### What is required
Repeat each line of the material below exactly as it appears, minus any pictures.

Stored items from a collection
## Begin
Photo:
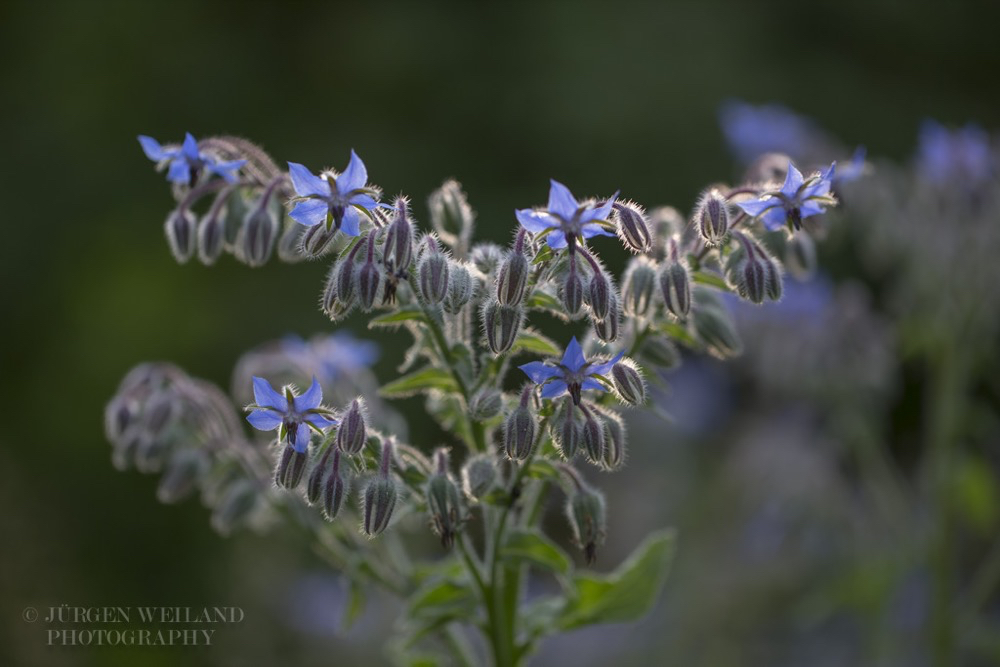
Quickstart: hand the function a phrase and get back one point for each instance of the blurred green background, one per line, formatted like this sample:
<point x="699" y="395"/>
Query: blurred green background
<point x="502" y="97"/>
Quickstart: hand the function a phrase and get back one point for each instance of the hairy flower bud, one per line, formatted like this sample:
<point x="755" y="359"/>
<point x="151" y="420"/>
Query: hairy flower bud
<point x="478" y="476"/>
<point x="501" y="324"/>
<point x="628" y="382"/>
<point x="351" y="433"/>
<point x="632" y="226"/>
<point x="712" y="217"/>
<point x="519" y="428"/>
<point x="485" y="404"/>
<point x="451" y="215"/>
<point x="181" y="231"/>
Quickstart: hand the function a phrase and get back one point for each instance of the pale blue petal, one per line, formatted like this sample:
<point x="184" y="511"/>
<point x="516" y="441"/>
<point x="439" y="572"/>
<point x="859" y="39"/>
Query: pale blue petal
<point x="264" y="420"/>
<point x="309" y="400"/>
<point x="265" y="396"/>
<point x="573" y="358"/>
<point x="561" y="200"/>
<point x="539" y="372"/>
<point x="535" y="221"/>
<point x="307" y="183"/>
<point x="553" y="389"/>
<point x="351" y="223"/>
<point x="354" y="177"/>
<point x="309" y="212"/>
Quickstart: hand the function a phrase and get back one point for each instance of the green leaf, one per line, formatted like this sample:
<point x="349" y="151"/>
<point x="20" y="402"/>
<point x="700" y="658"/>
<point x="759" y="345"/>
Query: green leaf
<point x="626" y="594"/>
<point x="535" y="549"/>
<point x="423" y="380"/>
<point x="397" y="317"/>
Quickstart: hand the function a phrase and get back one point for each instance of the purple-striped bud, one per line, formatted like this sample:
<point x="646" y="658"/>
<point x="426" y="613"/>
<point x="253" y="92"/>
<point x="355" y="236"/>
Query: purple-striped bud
<point x="712" y="217"/>
<point x="501" y="324"/>
<point x="181" y="231"/>
<point x="632" y="226"/>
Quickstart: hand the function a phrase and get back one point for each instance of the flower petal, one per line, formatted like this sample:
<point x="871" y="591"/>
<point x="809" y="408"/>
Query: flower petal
<point x="307" y="183"/>
<point x="553" y="389"/>
<point x="573" y="358"/>
<point x="264" y="419"/>
<point x="354" y="177"/>
<point x="309" y="212"/>
<point x="561" y="200"/>
<point x="539" y="372"/>
<point x="265" y="396"/>
<point x="309" y="400"/>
## End
### Task response
Photo:
Quickstart: hand the function a phrase and get back one point for each instance of the blurred green background, one per line, formatted like this sample:
<point x="699" y="395"/>
Query: blurred green background
<point x="502" y="97"/>
Quickstart: hand the function a phrase and get back one point for each instance of the hairy flower bud, one per line, formatted like this sample:
<point x="755" y="359"/>
<point x="151" y="420"/>
Query: hairy flower bud
<point x="478" y="476"/>
<point x="501" y="324"/>
<point x="628" y="382"/>
<point x="351" y="433"/>
<point x="632" y="226"/>
<point x="712" y="217"/>
<point x="519" y="428"/>
<point x="485" y="404"/>
<point x="451" y="215"/>
<point x="181" y="231"/>
Quickstart: hand the function a phrase and get back one point for each instance of the pale blue petal, one per line, formatted like this sample:
<point x="184" y="511"/>
<point x="516" y="441"/>
<point x="439" y="572"/>
<point x="859" y="39"/>
Query: pale blue petal
<point x="264" y="420"/>
<point x="309" y="400"/>
<point x="265" y="396"/>
<point x="573" y="358"/>
<point x="561" y="200"/>
<point x="539" y="372"/>
<point x="535" y="221"/>
<point x="307" y="183"/>
<point x="553" y="389"/>
<point x="351" y="223"/>
<point x="354" y="177"/>
<point x="309" y="212"/>
Quickstart: hand the function a phrase and get back one point for each instance of the green leaf, one per line, formatted like this sample:
<point x="349" y="151"/>
<point x="20" y="402"/>
<point x="700" y="658"/>
<point x="759" y="345"/>
Query: green leaf
<point x="626" y="594"/>
<point x="535" y="549"/>
<point x="423" y="380"/>
<point x="397" y="317"/>
Quickstart: hand the function a phrase and get back one point for each instance of the purple-striped bud, one per line, formatted like this sample:
<point x="646" y="658"/>
<point x="426" y="613"/>
<point x="253" y="92"/>
<point x="355" y="236"/>
Query: purple-striped bud
<point x="712" y="217"/>
<point x="501" y="324"/>
<point x="181" y="231"/>
<point x="632" y="226"/>
Quickstart: hand the function a phrase and get back one point for each instance of the flower petal, one per line, formatted like this sample:
<point x="871" y="591"/>
<point x="809" y="408"/>
Query: flower petal
<point x="307" y="183"/>
<point x="553" y="389"/>
<point x="573" y="358"/>
<point x="264" y="419"/>
<point x="354" y="177"/>
<point x="309" y="212"/>
<point x="561" y="200"/>
<point x="539" y="372"/>
<point x="265" y="396"/>
<point x="309" y="400"/>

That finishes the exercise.